- _Texte fourni_:
____
L’octroi de prêts par les organismes de titrisation, outil de financement de l’économie
La volonté de renforcer la croissance en Europe, notamment en favorisant la diversification des sources de financement des entreprises, fait émerger des offres de financements alternatifs. Dans cette perspective, les fonds d’investissement alternatifs (« FIA« ), et plus particulièrement en France, les fonds professionnels spécialisés (« FPS« ), les fonds professionnels de capital investissement (« FPCI« ) et les organismes de titrisation (« OT« ), ont désormais la possibilité d’octroyer, sous certaines conditions, des prêts aux entreprises.
S’agissant des OT, la loi de finances rectificative du 29 décembre 2015 et la loi du 9 décembre 2016 (« Loi Sapin II ») disposent qu’ils peuvent consentir des prêts, (i) soit aux entreprises non financières dans des conditions et limites fixées par décret en Conseil d’Etat (le « Cadre Général« ), (ii) soit aux entreprises dans les conditions fixées par le règlement n°2015/760 sur les fonds européens long terme (FEILT ou ELTIF en anglais) applicable en France depuis le 9 décembre 2015, sous réserve que l’OT remplisse les conditions requises pour pouvoir utiliser la dénomination « ELTIF » (le « Cadre ELTIF« ).
Au titre de l’article L.214-169 III du Code monétaire et financier (« CMF« ), un OT peut donc octroyer directement des prêts, en sus de l’acquisition des créances. En effet, les OT bénéficiaient déjà d’un cadre juridique particulièrement performant pour l’acquisition de créances et cette nouvelle possibilité d’octroyer des prêts en fait potentiellement un véhicule efficace de financement de l’économie.
____
Enregistrements d’un jeu de données:
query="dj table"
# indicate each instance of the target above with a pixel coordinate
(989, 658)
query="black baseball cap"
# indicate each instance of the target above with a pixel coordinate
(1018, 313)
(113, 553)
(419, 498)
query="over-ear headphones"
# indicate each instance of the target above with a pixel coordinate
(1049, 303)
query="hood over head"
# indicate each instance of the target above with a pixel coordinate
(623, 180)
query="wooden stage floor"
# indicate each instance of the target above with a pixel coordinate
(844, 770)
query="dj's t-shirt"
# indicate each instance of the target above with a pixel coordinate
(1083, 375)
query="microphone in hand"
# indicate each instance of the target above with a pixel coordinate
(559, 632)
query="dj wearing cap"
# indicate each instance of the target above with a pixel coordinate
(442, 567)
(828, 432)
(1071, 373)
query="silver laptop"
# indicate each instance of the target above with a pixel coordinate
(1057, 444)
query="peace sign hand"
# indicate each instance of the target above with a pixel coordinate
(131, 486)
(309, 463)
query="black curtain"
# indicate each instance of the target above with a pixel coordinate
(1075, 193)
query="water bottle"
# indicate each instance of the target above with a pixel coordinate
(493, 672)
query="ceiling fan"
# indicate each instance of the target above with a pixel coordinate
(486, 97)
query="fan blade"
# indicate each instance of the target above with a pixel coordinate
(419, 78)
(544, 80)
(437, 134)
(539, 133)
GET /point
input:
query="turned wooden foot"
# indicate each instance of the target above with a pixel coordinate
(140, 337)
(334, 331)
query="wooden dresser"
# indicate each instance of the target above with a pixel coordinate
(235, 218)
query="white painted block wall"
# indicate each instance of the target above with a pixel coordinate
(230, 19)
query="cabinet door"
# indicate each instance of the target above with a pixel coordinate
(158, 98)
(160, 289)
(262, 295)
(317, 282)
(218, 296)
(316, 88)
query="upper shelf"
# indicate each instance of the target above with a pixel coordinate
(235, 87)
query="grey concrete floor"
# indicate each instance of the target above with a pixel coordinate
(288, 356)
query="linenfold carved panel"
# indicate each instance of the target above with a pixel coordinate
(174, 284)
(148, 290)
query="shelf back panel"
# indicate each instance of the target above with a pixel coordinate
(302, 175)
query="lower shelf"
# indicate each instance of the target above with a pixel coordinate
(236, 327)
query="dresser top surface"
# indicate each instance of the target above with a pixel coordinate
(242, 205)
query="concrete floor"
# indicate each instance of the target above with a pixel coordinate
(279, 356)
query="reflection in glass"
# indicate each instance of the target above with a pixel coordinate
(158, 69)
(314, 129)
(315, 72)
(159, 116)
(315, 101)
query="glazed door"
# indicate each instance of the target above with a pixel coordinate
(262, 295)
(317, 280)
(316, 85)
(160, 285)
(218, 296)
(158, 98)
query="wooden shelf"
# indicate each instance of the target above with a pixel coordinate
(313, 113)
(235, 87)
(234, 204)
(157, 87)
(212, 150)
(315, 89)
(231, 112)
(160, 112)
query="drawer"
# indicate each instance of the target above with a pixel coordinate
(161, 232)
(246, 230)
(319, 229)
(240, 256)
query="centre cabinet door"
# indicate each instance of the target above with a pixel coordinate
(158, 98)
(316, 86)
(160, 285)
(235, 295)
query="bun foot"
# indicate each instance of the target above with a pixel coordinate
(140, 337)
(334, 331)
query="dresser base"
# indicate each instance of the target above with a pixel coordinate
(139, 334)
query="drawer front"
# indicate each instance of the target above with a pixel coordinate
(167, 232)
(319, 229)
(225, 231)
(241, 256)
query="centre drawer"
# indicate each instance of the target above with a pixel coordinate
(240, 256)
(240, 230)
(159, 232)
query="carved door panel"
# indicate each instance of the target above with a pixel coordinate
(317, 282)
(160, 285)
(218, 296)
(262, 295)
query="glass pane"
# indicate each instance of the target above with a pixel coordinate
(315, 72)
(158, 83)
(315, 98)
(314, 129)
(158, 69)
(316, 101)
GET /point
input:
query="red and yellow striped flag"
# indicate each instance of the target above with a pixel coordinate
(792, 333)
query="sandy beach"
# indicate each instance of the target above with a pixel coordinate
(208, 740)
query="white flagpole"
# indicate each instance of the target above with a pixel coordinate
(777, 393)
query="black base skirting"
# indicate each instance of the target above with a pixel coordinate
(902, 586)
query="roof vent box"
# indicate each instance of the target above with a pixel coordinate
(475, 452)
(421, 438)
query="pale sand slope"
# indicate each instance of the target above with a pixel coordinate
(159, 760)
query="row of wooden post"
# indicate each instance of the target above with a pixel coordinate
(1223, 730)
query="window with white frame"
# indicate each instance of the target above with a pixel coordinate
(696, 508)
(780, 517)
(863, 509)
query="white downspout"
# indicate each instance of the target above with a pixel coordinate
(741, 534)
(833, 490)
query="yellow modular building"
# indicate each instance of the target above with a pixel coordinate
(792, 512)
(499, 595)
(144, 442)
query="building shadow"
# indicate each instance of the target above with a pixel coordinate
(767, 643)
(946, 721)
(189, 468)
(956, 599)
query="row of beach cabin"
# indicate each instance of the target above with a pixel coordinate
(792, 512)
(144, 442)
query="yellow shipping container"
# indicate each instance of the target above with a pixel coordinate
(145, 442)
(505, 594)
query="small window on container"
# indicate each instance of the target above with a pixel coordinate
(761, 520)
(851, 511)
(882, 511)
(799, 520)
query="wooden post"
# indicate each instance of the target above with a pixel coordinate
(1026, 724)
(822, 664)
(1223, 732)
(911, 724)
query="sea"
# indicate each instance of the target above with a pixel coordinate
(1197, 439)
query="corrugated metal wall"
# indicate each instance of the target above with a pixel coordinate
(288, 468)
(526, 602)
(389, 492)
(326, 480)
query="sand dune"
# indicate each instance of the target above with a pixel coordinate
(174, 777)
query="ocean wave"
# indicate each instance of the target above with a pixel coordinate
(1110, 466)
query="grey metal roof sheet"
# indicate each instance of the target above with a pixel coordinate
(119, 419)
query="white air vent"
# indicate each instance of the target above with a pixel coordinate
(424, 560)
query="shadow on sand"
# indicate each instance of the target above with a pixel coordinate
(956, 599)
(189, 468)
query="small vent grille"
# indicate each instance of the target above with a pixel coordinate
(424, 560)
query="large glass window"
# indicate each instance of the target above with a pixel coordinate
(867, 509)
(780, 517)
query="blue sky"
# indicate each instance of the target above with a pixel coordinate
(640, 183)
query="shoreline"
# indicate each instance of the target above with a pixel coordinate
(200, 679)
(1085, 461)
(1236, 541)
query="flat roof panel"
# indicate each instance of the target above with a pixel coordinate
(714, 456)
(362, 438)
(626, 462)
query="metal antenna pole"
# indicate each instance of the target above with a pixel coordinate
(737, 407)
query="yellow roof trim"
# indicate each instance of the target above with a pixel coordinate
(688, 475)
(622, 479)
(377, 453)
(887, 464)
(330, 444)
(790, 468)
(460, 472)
____
- _Travail demandé_:
(a) Reproduisez le passage du texte sur les prêts des organismes de titrisation qui va de « L’octroi de prêts » à « prêts aux entreprises. ».
(b) Réécrivez sous forme de liste le paragraphe du texte sur les prêts des organismes de titrisation qui commence par « S’agissant des OT », en gardant ses faits principaux.

- _Réponses par tâche_:
(a)
L’octroi de prêts par les organismes de titrisation, outil de financement de l’économie
La volonté de renforcer la croissance en Europe, notamment en favorisant la diversification des sources de financement des entreprises, fait émerger des offres de financements alternatifs. Dans cette perspective, les fonds d’investissement alternatifs (« FIA« ), et plus particulièrement en France, les fonds professionnels spécialisés (« FPS« ), les fonds professionnels de capital investissement (« FPCI« ) et les organismes de titrisation (« OT« ), ont désormais la possibilité d’octroyer, sous certaines conditions, des prêts aux entreprises.

(b)
- Textes applicables : loi de finances rectificative du 29 décembre 2015 et loi du 9 décembre 2016 (« Loi Sapin II »).
- Les OT peuvent consentir des prêts dans deux cadres :
  - Cadre Général : prêts aux entreprises non financières, dans des conditions et limites fixées par décret en Conseil d’État.
  - Cadre ELTIF : prêts aux entreprises dans les conditions du règlement n°2015/760 sur les fonds européens long terme (FEILT, ou ELTIF en anglais), applicable en France depuis le 9 décembre 2015, à condition que l’OT remplisse les conditions requises pour utiliser la dénomination « ELTIF ».